BEGIN EXCERPT TO READ

Nicholas Brendon Schultz (born April 12, 1971), known professionally as Nicholas Brendon, is an American actor and writer. He is best known for playing Xander Harris in the television series Buffy the Vampire Slayer (1997–2003) and Kevin Lynch in Criminal Minds (2007–2014).

Brendon played Xander Harris for seven years and appeared in all but one of 144 episodes. For his role as Xander, Brendon was nominated for a Saturn Award in 1998 and 1999 for Best Genre TV Actor and in 2000 for Best Supporting Actor. He continues to regularly attend comic conventions and sci-fi conventions. He has been involved in development of Xander's character in follow-up comic books, and has been credited as a writer for several issues.

Although Brendon has continued to work as an actor, with regular recurring parts in TV series and starring roles in limited release films such as Coherence and Big Gay Love, his struggles with substance misuse and depression have overshadowed his professional career. Brendon has attracted public attention for his multiple arrests and convictions on a variety of charges since 2010.

Early life 
Nicholas Brendon was born Nicholas Brendon Schultz on April 12, 1971 in Los Angeles, three minutes after his identical twin brother, Kelly Donovan. He was born the second of four boys, with two younger brothers.

As a child, he aspired to become a professional baseball player, but he "lost the passion for it" at 20. Instead, he decided to pursue acting to help manage his stutter, which had first become apparent at age seven or eight, and had made him so fearful of speaking or interacting with strangers that he did not begin dating until 21 or 22. Brendon comments, "Every day I still have to remind myself to slow down and concentrate. Constant repetition of tongue-twisters was like lifting weights for me, but patience and persistence have paid off." Brendon has done work for the Stuttering Foundation of America, which approached him around 2001, and made him its honorary chairperson for its National Stuttering Awareness Week in May 2001.

He gave up acting after two years because he "couldn't stand the politics in Hollywood". Brendon returned to school to study medicine, which didn't work out; he also tried his hand at a variety of odd jobs, including plumber's assistant, veterinary janitor, day care counselor, waiter, and production assistant for the television show Dave's World.

Career

Breakout role as Xander Harris

At the age of 25, Brendon had hit "rock bottom": his girlfriend had left him, he was working as a waiter and could barely afford his rent, and had almost given up on getting good work. After buying the wrong kind of Pop Tarts for his co-workers, his boss fired him and told him "You should be acting." Brendon was attracted to the pilot script for Buffy because of how much he had hated high school. Brendon recognised that Xander was based on Joss Whedon when he had attended high school, accounting for why Xander "gets all the good lines". He signed with a manager and obtained the role of Xander Harris on Buffy the Vampire Slayer three months later.

END EXCERPT TO READ
BEGIN DATA EXTRACTS

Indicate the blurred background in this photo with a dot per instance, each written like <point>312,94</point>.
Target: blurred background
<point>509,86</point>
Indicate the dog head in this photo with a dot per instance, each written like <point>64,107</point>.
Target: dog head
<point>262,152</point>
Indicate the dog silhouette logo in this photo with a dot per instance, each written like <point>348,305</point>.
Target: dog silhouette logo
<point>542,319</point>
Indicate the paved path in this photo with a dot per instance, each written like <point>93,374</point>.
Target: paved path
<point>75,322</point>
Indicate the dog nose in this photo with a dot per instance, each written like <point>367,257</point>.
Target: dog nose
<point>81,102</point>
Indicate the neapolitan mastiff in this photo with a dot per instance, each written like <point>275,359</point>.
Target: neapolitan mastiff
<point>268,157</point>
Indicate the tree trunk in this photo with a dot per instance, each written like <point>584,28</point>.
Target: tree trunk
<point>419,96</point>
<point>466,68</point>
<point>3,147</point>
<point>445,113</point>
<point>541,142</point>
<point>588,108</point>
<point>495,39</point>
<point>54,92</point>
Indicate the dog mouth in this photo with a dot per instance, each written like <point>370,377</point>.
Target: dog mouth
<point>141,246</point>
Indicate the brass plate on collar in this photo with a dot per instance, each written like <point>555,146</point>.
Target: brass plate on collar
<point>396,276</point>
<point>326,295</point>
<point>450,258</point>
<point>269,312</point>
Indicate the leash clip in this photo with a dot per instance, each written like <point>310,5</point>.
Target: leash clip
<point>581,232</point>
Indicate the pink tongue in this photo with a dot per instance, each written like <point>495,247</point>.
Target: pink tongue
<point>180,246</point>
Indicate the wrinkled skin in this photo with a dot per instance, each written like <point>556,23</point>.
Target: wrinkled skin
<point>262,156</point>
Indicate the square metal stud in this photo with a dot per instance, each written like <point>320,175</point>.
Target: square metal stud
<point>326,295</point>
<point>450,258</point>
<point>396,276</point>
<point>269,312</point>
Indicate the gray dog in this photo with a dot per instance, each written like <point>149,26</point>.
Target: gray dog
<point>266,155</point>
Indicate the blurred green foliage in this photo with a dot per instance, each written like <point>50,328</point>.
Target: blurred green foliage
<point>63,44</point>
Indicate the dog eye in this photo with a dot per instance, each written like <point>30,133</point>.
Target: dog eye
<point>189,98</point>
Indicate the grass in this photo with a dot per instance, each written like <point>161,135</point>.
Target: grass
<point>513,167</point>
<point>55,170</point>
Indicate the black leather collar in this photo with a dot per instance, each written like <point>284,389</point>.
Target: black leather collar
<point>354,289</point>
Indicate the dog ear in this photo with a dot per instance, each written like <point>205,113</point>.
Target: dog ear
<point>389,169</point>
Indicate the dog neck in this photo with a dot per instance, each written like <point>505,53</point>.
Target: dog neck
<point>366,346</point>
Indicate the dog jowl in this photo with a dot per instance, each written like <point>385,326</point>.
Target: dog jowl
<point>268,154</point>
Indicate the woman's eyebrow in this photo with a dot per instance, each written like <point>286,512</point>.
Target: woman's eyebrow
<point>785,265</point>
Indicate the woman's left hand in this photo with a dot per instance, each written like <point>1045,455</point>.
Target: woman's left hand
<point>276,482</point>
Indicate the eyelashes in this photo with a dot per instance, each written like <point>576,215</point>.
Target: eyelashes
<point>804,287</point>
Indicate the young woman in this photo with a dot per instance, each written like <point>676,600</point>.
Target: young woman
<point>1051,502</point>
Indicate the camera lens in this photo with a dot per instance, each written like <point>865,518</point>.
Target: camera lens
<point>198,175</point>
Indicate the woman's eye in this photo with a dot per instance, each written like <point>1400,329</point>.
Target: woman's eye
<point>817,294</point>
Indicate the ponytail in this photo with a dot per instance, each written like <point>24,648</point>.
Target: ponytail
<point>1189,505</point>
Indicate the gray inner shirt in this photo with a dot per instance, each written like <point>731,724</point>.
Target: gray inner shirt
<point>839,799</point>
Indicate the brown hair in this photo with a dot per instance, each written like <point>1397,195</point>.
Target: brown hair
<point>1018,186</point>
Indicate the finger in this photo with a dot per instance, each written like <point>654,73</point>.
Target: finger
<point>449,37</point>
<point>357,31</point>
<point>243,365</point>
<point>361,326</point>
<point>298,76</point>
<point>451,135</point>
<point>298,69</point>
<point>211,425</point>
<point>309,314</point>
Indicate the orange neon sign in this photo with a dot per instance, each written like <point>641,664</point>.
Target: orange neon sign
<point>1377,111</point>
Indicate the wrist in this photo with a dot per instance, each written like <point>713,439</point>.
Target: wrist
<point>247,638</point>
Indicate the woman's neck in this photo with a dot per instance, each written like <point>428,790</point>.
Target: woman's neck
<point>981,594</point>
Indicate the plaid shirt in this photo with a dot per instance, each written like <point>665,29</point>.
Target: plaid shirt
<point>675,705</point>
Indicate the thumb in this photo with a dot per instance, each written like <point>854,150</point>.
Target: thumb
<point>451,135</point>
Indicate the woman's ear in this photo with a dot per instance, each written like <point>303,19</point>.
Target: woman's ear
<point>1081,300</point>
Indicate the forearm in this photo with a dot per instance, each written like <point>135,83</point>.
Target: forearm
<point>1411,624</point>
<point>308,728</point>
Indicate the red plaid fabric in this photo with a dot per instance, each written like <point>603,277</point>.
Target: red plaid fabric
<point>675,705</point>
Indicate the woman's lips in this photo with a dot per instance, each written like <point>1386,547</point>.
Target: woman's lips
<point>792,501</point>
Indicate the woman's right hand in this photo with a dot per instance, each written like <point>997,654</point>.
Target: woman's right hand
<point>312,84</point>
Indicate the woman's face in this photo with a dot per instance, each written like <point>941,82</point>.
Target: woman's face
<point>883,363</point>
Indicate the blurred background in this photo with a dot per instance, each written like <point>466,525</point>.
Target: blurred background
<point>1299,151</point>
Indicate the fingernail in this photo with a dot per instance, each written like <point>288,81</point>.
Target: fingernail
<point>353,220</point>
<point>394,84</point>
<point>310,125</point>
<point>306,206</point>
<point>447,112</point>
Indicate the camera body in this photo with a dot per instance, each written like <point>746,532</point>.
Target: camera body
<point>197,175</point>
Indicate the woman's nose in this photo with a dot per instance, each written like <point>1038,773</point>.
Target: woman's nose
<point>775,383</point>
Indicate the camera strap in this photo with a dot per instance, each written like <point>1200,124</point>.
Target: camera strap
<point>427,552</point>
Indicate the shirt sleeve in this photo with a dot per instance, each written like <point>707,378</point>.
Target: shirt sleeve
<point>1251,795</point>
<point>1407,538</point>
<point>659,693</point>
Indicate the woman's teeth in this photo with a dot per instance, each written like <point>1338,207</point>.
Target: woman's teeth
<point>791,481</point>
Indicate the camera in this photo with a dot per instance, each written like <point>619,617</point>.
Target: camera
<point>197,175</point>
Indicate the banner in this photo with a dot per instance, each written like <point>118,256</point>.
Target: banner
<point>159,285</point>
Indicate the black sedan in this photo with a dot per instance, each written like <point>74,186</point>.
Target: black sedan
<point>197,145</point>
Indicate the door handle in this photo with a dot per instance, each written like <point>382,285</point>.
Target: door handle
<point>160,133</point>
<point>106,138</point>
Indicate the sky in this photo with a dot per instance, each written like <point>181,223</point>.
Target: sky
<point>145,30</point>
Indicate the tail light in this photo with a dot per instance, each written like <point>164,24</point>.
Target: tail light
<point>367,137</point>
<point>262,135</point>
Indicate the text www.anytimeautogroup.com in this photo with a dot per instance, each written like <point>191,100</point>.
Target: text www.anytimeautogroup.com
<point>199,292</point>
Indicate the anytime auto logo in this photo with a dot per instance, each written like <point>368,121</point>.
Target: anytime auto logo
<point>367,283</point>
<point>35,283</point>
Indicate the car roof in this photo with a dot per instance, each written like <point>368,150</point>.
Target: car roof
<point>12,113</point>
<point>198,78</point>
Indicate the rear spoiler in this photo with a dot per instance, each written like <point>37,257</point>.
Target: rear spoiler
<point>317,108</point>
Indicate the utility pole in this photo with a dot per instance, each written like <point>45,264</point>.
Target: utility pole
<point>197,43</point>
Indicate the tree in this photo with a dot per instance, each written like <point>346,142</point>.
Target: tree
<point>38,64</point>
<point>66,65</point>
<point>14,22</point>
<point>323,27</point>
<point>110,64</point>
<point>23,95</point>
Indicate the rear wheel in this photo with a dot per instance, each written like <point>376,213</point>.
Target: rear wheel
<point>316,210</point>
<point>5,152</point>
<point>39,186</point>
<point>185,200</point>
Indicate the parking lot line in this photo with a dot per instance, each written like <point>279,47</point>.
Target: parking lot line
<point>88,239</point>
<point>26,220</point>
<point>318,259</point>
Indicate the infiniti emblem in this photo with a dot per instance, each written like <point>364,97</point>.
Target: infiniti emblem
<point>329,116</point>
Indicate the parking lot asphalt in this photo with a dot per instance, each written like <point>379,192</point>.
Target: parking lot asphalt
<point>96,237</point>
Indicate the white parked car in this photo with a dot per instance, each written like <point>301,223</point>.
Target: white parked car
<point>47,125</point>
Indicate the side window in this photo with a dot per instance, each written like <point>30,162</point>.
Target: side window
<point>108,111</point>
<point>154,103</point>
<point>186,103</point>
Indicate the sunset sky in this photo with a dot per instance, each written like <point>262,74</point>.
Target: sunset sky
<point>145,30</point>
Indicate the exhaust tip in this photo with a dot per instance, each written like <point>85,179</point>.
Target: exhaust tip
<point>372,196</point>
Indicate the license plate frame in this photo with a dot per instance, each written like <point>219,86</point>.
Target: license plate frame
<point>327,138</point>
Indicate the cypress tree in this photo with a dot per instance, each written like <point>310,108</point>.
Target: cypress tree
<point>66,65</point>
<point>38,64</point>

END DATA EXTRACTS

[PROBLEM A] Reproduce a passage of the Nicholas Brendon biography, beginning at the words "Brendon played Xander" and ending after the words "for several issues.".
[PROBLEM B]
Answer these questions using the Nicholas Brendon biography:
(i) Out of how many episodes of Buffy the Vampire Slayer did Brendon appear in all but one?
(ii) What is the name of Brendon's identical twin brother?
(iii) For which television show did Brendon work as a production assistant?
The data has no connection to the Nicholas Brendon biography.

[EXPECTED OUTPUT A]
Brendon played Xander Harris for seven years and appeared in all but one of 144 episodes. For his role as Xander, Brendon was nominated for a Saturn Award in 1998 and 1999 for Best Genre TV Actor and in 2000 for Best Supporting Actor. He continues to regularly attend comic conventions and sci-fi conventions. He has been involved in development of Xander's character in follow-up comic books, and has been credited as a writer for several issues.

[EXPECTED OUTPUT B]
(i) 144
(ii) Kelly Donovan
(iii) Dave's World